* _RECORDS FOR THE EXERCISE_:
┄┄┄┄┄┄

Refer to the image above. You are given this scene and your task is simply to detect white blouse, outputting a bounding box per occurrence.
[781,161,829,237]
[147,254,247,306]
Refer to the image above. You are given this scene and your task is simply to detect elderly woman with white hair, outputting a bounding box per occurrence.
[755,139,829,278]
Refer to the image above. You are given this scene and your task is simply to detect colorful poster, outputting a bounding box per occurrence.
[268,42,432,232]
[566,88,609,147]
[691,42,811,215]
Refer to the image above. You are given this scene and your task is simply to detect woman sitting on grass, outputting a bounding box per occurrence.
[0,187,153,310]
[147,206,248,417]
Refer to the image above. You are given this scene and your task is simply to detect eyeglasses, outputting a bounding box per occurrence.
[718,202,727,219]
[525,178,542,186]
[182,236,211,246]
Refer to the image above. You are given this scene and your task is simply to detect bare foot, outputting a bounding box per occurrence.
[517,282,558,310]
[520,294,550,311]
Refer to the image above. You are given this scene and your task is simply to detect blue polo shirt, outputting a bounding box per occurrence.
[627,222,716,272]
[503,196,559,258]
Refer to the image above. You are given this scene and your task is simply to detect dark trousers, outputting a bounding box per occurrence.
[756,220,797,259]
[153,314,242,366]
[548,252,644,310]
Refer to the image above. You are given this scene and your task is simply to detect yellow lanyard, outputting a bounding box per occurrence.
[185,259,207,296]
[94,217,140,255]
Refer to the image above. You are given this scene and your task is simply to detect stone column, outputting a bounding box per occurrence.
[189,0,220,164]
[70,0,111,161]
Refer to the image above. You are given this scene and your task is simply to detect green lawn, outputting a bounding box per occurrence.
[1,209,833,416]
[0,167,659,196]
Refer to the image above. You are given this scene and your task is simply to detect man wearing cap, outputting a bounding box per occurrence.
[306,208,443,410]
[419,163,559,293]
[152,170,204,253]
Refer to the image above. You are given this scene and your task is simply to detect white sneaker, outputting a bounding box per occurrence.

┄┄┄┄┄┄

* _WORK ORDER_: Exactly as written, set down all of the material.

* _RESPONSE FOR THIS EXERCISE_:
Refer to the image above. You are given this scene and your task is simply to detect white blouse, outputting a bounding box per occurrence.
[781,161,829,237]
[147,254,247,306]
Refer to the image above. You are given this scene and your task is simply to detect elderly woman with white hair, outputting a bounding box per occurrence.
[755,139,829,278]
Refer to the image above. You are given this scene and your task is simply to detect colorful poster, outputting a bounding box per occurrence.
[268,42,432,232]
[566,88,609,147]
[691,42,811,215]
Refer to the image above. You are given this scene and your task is simply to detect woman sitting on grass, outputting a bounding box per occurrence.
[0,187,153,310]
[147,206,248,417]
Refer to the image above. You are given this scene and your task is simply to detect eyeglasses, outputting a bounding box per occurrence.
[718,202,727,219]
[525,178,542,186]
[182,236,211,246]
Refer to the image above. You are given this scene and your task is simply to detect bare foot, outputting a bounding box per occurrence.
[517,282,558,310]
[520,294,550,311]
Refer to the image above. You are given this scene and your task is simply to detect blue polo shirt, outputting a bounding box per occurrence.
[627,222,716,272]
[503,196,559,258]
Refer to the image above. You are given this scene and your task is simply to detect dark trousers, outputting a bounding box per occurrence.
[756,220,797,259]
[153,314,242,366]
[548,252,644,310]
Refer to the image above. You are given this scene and your task is simply to detect yellow lanyard, outputting a bounding box per occurrence.
[185,259,207,296]
[94,217,140,255]
Refer to the image above. You are given this scene and your task is simply to detect stone column, outputting a bounding box per occurrence.
[189,0,220,164]
[70,0,111,161]
Refer to the image above. You are given this scene and your task is simply to detect green lawn, outputting a bounding box per occurrence.
[1,209,833,416]
[0,167,659,196]
Refer to the image above. You are given this scene and your task is simply to detect man wearing cap, outputting a bounding box per occurrence.
[306,208,443,410]
[419,163,559,293]
[152,170,204,253]
Refer to the image above. You are given this scene and your task is simply to detect white sneaker, outputting a bounding box per occurrence.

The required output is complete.